## TASK TO COMPLETE
Copy the data below from its beginning through the line containing "left=17, top=0, right=1200, bottom=470", both ends included, and raise every bounding-box coordinate in the answers by 92. Leave all other lines unchanged, and omit the pictures.

## Begin

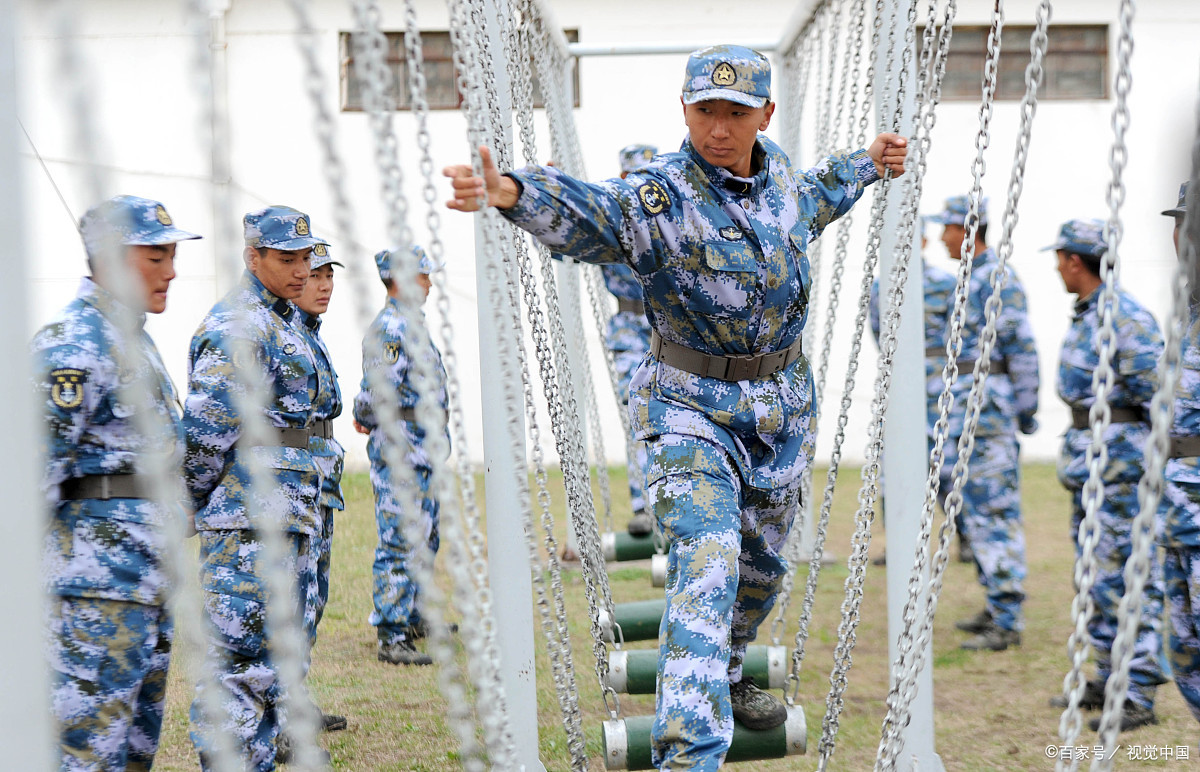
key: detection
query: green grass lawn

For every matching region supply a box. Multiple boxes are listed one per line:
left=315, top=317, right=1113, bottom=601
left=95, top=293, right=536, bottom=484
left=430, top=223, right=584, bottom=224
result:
left=145, top=465, right=1200, bottom=772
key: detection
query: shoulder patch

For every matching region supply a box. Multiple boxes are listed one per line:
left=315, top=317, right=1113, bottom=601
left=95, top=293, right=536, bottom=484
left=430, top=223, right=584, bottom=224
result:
left=637, top=180, right=671, bottom=215
left=50, top=367, right=88, bottom=411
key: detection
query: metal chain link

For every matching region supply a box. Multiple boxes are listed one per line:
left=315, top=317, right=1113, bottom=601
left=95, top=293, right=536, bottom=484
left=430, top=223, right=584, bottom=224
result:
left=817, top=4, right=917, bottom=770
left=353, top=0, right=515, bottom=770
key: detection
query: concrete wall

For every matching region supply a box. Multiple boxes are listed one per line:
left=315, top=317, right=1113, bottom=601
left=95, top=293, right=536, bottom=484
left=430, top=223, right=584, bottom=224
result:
left=17, top=0, right=1200, bottom=470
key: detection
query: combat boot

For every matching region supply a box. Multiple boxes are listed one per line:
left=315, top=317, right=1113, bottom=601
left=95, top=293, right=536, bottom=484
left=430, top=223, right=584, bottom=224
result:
left=1050, top=680, right=1104, bottom=711
left=271, top=732, right=332, bottom=768
left=1087, top=700, right=1158, bottom=732
left=959, top=622, right=1021, bottom=652
left=730, top=678, right=787, bottom=729
left=625, top=509, right=654, bottom=537
left=379, top=639, right=433, bottom=665
left=954, top=609, right=991, bottom=633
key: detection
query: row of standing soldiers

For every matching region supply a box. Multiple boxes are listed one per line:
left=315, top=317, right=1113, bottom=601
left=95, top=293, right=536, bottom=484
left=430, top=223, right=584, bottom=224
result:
left=39, top=196, right=446, bottom=771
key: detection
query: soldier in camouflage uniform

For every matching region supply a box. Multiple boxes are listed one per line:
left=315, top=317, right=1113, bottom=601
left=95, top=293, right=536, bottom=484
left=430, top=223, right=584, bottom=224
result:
left=614, top=145, right=658, bottom=535
left=285, top=244, right=347, bottom=731
left=868, top=217, right=973, bottom=565
left=1157, top=182, right=1200, bottom=720
left=1045, top=220, right=1166, bottom=731
left=445, top=46, right=906, bottom=770
left=184, top=207, right=329, bottom=772
left=354, top=246, right=449, bottom=665
left=32, top=196, right=200, bottom=772
left=930, top=196, right=1038, bottom=651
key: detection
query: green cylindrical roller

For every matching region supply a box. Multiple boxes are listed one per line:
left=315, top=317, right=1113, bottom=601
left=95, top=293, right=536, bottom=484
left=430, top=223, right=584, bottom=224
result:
left=602, top=705, right=808, bottom=770
left=600, top=598, right=667, bottom=644
left=608, top=646, right=788, bottom=694
left=650, top=555, right=667, bottom=587
left=600, top=531, right=654, bottom=562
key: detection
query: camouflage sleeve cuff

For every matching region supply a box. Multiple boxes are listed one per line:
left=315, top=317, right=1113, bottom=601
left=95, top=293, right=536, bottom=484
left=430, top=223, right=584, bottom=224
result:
left=850, top=150, right=880, bottom=186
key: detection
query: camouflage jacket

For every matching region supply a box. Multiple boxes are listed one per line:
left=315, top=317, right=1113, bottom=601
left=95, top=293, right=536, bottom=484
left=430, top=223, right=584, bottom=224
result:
left=295, top=309, right=346, bottom=509
left=354, top=298, right=450, bottom=469
left=1058, top=285, right=1163, bottom=490
left=32, top=279, right=184, bottom=605
left=503, top=137, right=878, bottom=489
left=184, top=271, right=320, bottom=534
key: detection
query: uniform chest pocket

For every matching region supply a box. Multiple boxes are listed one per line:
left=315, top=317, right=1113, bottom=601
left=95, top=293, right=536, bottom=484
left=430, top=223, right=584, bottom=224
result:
left=688, top=241, right=758, bottom=317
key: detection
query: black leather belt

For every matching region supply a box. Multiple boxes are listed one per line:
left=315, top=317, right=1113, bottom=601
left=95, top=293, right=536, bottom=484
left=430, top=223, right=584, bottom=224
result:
left=650, top=330, right=804, bottom=381
left=617, top=298, right=646, bottom=316
left=1070, top=407, right=1146, bottom=429
left=59, top=474, right=150, bottom=501
left=1171, top=437, right=1200, bottom=459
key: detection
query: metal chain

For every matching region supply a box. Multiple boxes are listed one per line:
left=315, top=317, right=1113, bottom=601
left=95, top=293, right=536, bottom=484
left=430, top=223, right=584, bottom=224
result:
left=818, top=4, right=917, bottom=770
left=770, top=0, right=870, bottom=646
left=353, top=0, right=515, bottom=770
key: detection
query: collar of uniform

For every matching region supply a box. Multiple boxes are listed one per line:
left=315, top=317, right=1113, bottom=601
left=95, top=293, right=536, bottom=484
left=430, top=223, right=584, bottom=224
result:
left=241, top=269, right=295, bottom=322
left=683, top=137, right=770, bottom=197
left=299, top=309, right=320, bottom=333
left=77, top=276, right=146, bottom=330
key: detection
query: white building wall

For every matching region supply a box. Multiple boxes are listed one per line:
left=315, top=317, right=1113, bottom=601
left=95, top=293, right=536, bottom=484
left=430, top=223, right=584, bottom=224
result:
left=11, top=0, right=1200, bottom=470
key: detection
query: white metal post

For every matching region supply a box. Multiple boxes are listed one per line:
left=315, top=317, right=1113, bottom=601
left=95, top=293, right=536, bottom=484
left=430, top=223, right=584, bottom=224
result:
left=475, top=0, right=546, bottom=772
left=876, top=0, right=944, bottom=772
left=0, top=0, right=52, bottom=770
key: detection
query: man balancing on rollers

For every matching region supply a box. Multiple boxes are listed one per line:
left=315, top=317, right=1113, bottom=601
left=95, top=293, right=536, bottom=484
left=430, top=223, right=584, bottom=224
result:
left=444, top=46, right=907, bottom=770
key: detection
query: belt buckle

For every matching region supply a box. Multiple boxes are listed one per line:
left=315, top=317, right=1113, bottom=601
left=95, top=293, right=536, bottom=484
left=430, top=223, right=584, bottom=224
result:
left=722, top=354, right=758, bottom=381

## End

## SOLVED EXERCISE
key: detection
query: green grass lawn

For every matching region supply a box. Multiple boxes are listed one per line:
left=315, top=317, right=1113, bottom=601
left=95, top=293, right=536, bottom=484
left=430, top=223, right=584, bottom=224
result:
left=237, top=557, right=1292, bottom=864
key: detection
query: shoulder patch

For every matching region supply a box. Multiple boxes are listed one per line:
left=315, top=317, right=1113, bottom=601
left=95, top=293, right=536, bottom=484
left=430, top=223, right=584, bottom=224
result:
left=729, top=272, right=763, bottom=307
left=142, top=459, right=180, bottom=503
key: detection
query: metal chain link

For every matching region supply a box. Multiple boxes are listed one per line:
left=315, top=317, right=1113, bottom=601
left=95, top=293, right=536, bottom=484
left=430, top=223, right=584, bottom=224
result:
left=909, top=96, right=1009, bottom=862
left=445, top=92, right=607, bottom=862
key: detection
query: concrete wall

For every matching region supply a box. Multiple boxes are listed one per line:
left=315, top=317, right=1113, bottom=601
left=95, top=293, right=536, bottom=484
left=430, top=223, right=584, bottom=224
result:
left=109, top=92, right=1292, bottom=562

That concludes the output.